## [EXERCISE GOAL]
Could you reproduce, word for word, the stretch of the Kowloon Walled City piece from "Conversions in Kowloon" through "as outsider fascination."?
[Opening SUPPLIED PASSAGE section]
Conversions in Kowloon Walled City with Dignity
Conversion stories from Kowloon Walled City should be told as dignified testimonies of image-bearers, not as outsider fascination.
Listen to this story
~4 min read-aloud
There was a city inside a city, and almost no light reached its heart. They called it the Kowloon Walled City, a single block of Hong Kong where the buildings grew into one another like coral, where pipes leaked overhead and the sun never touched the lowest alleys. By most accounts it was the most crowded place on the face of the earth. Inside ran the triads, the gangs, and the trade that fed them: heroin, gambling, and bodies for sale. People said you did not go in unless you belonged there. And into that place, in the late twentieth century, a young Englishwoman named Jackie Pullinger walked, not to study the darkness, but to find the people the world had given up.
She had come to Hong Kong with little money and a stubborn conviction. She believed the gospel could reach a man chained to the dragon, the old name for heroin. And so she stayed. She learned the alleys. She sat with addicts in withdrawal, the sickness that twists a body for days. She prayed with them, sometimes through the long agony of coming off the drug. And the stories that came out of that place were not stories of scenery. They were stories of persons.
Think of one of them. A man known on the street only by his reputation. A heroin addict, perhaps a gang member, perhaps someone who had sold pieces of his life to keep the habit fed. He has buried his name under what the drug made of him. And then someone treats him as though he matters. Someone stays through the shaking and the sweat and the cravings that scream for one more hit. Someone tells him he is not refuse, not a warning to others, not a symbol of urban rot, but a person God knows by name. As the work of St Stephen's Society was remembered, men like him came off heroin without the usual torment, and they spoke of being filled with a peace they could not explain.
But here is the part that is easy to miss. The conversion was not the end. A man newly free still needed a bed. He needed work. He needed people who would not abandon him when the old pull returned. So the ministry became houses. It became long, patient love, the kind that lasts past the dramatic night and into the unglamorous years. The healed were not put on display. They were folded into a household, given a place at the table, taught a new way to live. That is what salvation looked like in the Walled City. Not a spectacle. A welcome.
[Closing SUPPLIED PASSAGE section]
[Opening DATA SECTION section]
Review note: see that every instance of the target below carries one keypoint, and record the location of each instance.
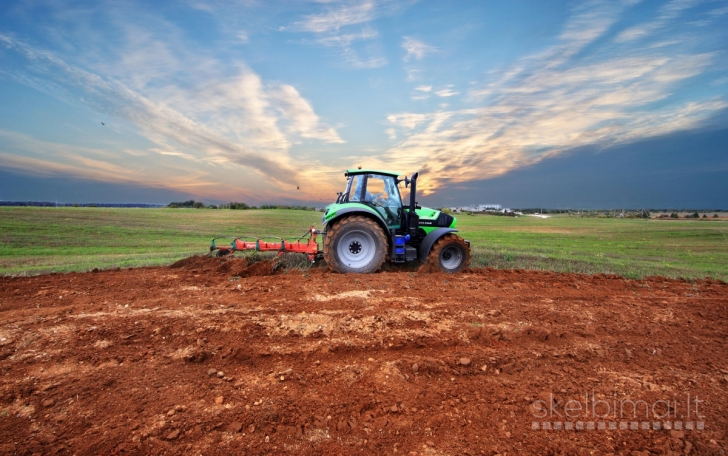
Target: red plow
(307, 246)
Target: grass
(631, 248)
(42, 240)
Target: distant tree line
(192, 204)
(54, 204)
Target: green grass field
(42, 240)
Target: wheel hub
(355, 247)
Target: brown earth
(212, 357)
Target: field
(42, 240)
(214, 356)
(249, 355)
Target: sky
(527, 103)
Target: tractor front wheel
(450, 254)
(355, 244)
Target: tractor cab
(370, 224)
(375, 189)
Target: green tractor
(369, 224)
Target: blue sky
(245, 101)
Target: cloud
(556, 101)
(667, 13)
(446, 92)
(416, 49)
(239, 121)
(346, 25)
(338, 16)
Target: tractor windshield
(378, 191)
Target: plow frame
(310, 247)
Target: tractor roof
(352, 172)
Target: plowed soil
(211, 356)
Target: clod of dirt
(235, 427)
(259, 269)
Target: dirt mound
(260, 269)
(217, 356)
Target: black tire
(450, 254)
(355, 244)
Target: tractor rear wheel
(355, 244)
(450, 254)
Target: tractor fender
(365, 212)
(430, 240)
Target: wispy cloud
(555, 101)
(446, 92)
(347, 26)
(337, 16)
(239, 121)
(667, 13)
(416, 49)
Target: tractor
(369, 225)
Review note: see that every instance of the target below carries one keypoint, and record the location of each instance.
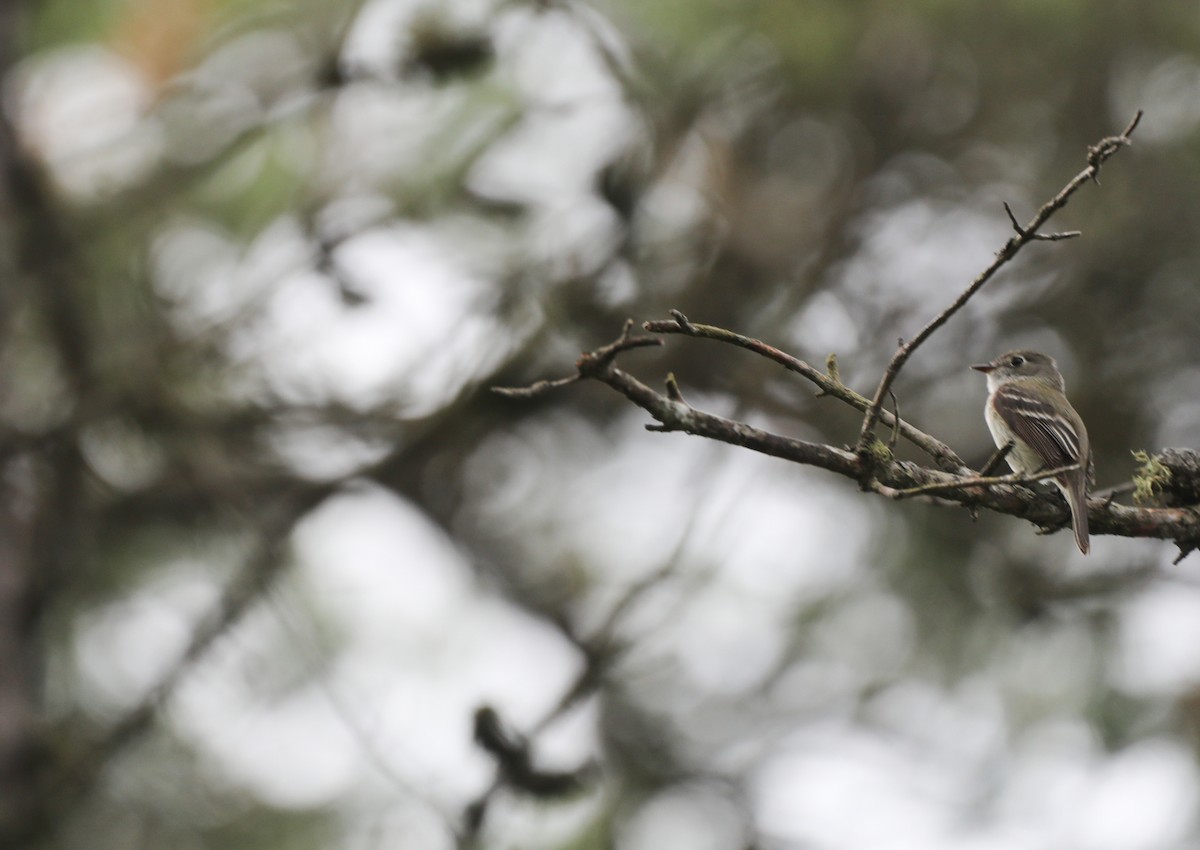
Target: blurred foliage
(265, 257)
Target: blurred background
(277, 569)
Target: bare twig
(893, 478)
(982, 482)
(1096, 157)
(997, 458)
(828, 383)
(587, 363)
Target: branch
(982, 482)
(892, 478)
(829, 384)
(1096, 157)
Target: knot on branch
(1107, 147)
(589, 365)
(1170, 478)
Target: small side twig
(997, 458)
(588, 364)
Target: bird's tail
(1075, 489)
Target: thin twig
(982, 482)
(829, 384)
(1096, 157)
(997, 458)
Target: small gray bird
(1027, 405)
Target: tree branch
(829, 384)
(1096, 157)
(891, 478)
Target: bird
(1027, 406)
[Closing DATA SECTION section]
## [SOLUTION]
Conversions in Kowloon Walled City with Dignity
Conversion stories from Kowloon Walled City should be told as dignified testimonies of image-bearers, not as outsider fascination.